What is required — Reproduce the listing from its beginning through the line containing "[677, 187, 772, 266]", replacing "Scans" with "Searches" and leaving everything else unchanged. Return only those lines.

Provided entries —
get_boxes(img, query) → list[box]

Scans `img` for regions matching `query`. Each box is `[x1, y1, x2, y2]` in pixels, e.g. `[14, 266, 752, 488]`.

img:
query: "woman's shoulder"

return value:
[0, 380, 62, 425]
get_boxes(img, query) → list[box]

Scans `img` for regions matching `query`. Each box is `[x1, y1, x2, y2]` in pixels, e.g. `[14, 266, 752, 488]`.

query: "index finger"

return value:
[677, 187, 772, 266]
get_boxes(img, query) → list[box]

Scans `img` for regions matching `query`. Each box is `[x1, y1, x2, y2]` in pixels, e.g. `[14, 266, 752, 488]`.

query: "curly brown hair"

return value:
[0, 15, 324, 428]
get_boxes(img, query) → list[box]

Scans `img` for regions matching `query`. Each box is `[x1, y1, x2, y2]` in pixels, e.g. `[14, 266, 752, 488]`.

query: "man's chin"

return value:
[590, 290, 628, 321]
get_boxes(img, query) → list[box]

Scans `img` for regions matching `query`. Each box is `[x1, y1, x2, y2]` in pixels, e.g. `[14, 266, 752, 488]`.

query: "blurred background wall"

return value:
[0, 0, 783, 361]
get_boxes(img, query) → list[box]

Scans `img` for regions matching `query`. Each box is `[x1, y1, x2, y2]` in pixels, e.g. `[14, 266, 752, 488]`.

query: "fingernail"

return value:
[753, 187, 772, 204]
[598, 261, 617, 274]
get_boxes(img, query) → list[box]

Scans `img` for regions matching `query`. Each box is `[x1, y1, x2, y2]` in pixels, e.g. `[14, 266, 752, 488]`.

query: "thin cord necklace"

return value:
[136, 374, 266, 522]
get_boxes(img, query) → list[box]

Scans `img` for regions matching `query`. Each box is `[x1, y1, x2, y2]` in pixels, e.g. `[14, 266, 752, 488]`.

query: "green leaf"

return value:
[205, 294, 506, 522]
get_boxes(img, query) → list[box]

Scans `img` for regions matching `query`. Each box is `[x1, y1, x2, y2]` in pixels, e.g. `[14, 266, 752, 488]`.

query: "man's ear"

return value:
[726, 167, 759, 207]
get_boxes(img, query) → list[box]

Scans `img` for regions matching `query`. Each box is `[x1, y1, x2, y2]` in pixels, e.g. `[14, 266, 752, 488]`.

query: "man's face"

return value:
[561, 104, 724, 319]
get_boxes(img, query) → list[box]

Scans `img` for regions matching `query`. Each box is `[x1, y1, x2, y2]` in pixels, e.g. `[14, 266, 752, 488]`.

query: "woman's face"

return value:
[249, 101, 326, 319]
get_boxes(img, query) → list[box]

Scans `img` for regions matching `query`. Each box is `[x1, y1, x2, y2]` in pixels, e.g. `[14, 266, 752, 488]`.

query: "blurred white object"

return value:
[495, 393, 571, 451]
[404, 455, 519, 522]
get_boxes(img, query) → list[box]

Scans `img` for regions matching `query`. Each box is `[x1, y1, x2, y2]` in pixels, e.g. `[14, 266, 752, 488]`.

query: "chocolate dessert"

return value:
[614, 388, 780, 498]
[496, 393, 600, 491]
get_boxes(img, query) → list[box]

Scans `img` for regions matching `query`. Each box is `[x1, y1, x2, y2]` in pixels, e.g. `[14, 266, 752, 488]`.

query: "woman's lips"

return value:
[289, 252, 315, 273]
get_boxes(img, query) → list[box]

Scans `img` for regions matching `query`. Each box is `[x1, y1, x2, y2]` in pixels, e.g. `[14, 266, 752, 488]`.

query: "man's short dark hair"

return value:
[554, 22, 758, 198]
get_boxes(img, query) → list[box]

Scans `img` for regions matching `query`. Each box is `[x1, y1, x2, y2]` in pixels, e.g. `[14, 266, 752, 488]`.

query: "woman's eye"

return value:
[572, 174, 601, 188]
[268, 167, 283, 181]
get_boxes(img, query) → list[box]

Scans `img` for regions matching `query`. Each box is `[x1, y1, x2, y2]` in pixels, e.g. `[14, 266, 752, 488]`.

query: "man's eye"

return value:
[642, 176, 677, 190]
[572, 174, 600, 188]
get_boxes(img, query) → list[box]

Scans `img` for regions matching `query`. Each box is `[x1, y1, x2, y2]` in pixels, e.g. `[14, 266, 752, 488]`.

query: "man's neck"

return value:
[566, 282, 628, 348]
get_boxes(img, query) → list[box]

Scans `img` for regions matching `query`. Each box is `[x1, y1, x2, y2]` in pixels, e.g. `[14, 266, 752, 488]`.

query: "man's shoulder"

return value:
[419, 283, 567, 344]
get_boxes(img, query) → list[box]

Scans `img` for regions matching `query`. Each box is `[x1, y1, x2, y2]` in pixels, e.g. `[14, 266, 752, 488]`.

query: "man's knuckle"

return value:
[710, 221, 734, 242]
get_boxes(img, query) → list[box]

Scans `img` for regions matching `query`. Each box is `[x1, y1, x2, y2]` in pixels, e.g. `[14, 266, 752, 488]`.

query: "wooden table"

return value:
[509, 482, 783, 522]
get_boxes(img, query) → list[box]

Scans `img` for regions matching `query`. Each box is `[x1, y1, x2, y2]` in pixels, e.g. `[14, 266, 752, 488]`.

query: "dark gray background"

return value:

Exercise response —
get_boxes(img, query) → list[box]

Searches `img` for regions matching `query`. Each box is `[x1, y1, x2, y2]` in pixels, e.g. `[14, 266, 752, 488]`.

img:
query: "woman's shoulder"

return value:
[0, 380, 62, 425]
get_boxes(img, query) → list[box]

Searches `img` for regions matching `query`. Each box is `[x1, y1, x2, y2]` in pixels, e.g. `[14, 266, 752, 488]`.

query: "index finger"

return value:
[677, 187, 772, 266]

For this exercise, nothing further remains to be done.